§ **CHALLENGE A**: Return each line of the records that contains the word "window", treating case as significant.

§ **TEXT SHOWN**:
>> START

Production update (September 28, 2007)
One Week Out
We're currently one week away from production. Things are stressful but coming together. It's always a scramble at the end, as things seem to mystically fall apart and come back together again on a seemingly hourly basis. We lose personnel, we get charged extra for insurance, we search for food vendors, and a littany of other little speedbumps and caution signs on our way into production. But it's those times when you have to take a step back, take a deep breath, and remind yourself that you're about to make a movie, that you're working with really good and (for the most part) dedicated people, and that if you keep your whits about you then you'll make something good happen. In the end it's only an eight minute film.
Camera Department Changes
This afternoon I'm meeting Ryan Scheer, who has become unavailable for the shoot, to pick up the camera package and go over the P2 Store with my brother, who will be stepping in as 2nd AC / "P2 master." P2 cards are the discs that the HVX stores its data on. They hold 8GB of data and can be easily offloaded to a "P2 Store", which immediately transfers data to a hard drive and stores up to 60GB of video, that can then be transferred to a laptop or hard drive. Anyway, Ryan is going to run Mark and I through the process so that we don't have any hiccups (fingers crossed) on the shoot. The good news is that Ryan is letting us have the camera package still and that Mark will be able to help out and be more involved in the process, the bad news is that we're losing Ryan and partner Andrew, who are two hard working and talented guys who would have been good to have on set. So it goes.

>> END

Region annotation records
>> START

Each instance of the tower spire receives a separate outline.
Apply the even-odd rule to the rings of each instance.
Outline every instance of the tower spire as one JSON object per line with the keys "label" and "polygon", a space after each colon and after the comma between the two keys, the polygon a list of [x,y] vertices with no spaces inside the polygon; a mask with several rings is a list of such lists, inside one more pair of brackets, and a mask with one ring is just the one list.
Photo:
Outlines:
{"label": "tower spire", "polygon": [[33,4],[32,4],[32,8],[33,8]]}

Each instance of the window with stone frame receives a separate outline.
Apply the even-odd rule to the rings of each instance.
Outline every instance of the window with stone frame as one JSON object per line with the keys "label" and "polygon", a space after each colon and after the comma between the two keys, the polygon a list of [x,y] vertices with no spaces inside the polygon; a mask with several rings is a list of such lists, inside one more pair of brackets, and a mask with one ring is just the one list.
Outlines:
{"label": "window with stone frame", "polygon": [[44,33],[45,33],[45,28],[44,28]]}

>> END
>> START

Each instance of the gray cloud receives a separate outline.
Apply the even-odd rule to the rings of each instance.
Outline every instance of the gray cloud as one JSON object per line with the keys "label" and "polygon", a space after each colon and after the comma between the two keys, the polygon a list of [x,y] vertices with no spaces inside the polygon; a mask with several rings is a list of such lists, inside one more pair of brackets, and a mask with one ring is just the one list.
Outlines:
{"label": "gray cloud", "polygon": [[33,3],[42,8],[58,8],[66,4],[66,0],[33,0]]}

>> END

§ **CHALLENGE B**: Change "scramble" to "rush" in the production update, giving it again from the words "One Week Out" through the words "eight minute film.".

§ **EXERCISE ANSWER A**:
Each instance of the window with stone frame receives a separate outline.
Outline every instance of the window with stone frame as one JSON object per line with the keys "label" and "polygon", a space after each colon and after the comma between the two keys, the polygon a list of [x,y] vertices with no spaces inside the polygon; a mask with several rings is a list of such lists, inside one more pair of brackets, and a mask with one ring is just the one list.
{"label": "window with stone frame", "polygon": [[44,33],[45,33],[45,28],[44,28]]}

§ **EXERCISE ANSWER B**:
One Week Out
We're currently one week away from production. Things are stressful but coming together. It's always a rush at the end, as things seem to mystically fall apart and come back together again on a seemingly hourly basis. We lose personnel, we get charged extra for insurance, we search for food vendors, and a littany of other little speedbumps and caution signs on our way into production. But it's those times when you have to take a step back, take a deep breath, and remind yourself that you're about to make a movie, that you're working with really good and (for the most part) dedicated people, and that if you keep your whits about you then you'll make something good happen. In the end it's only an eight minute film.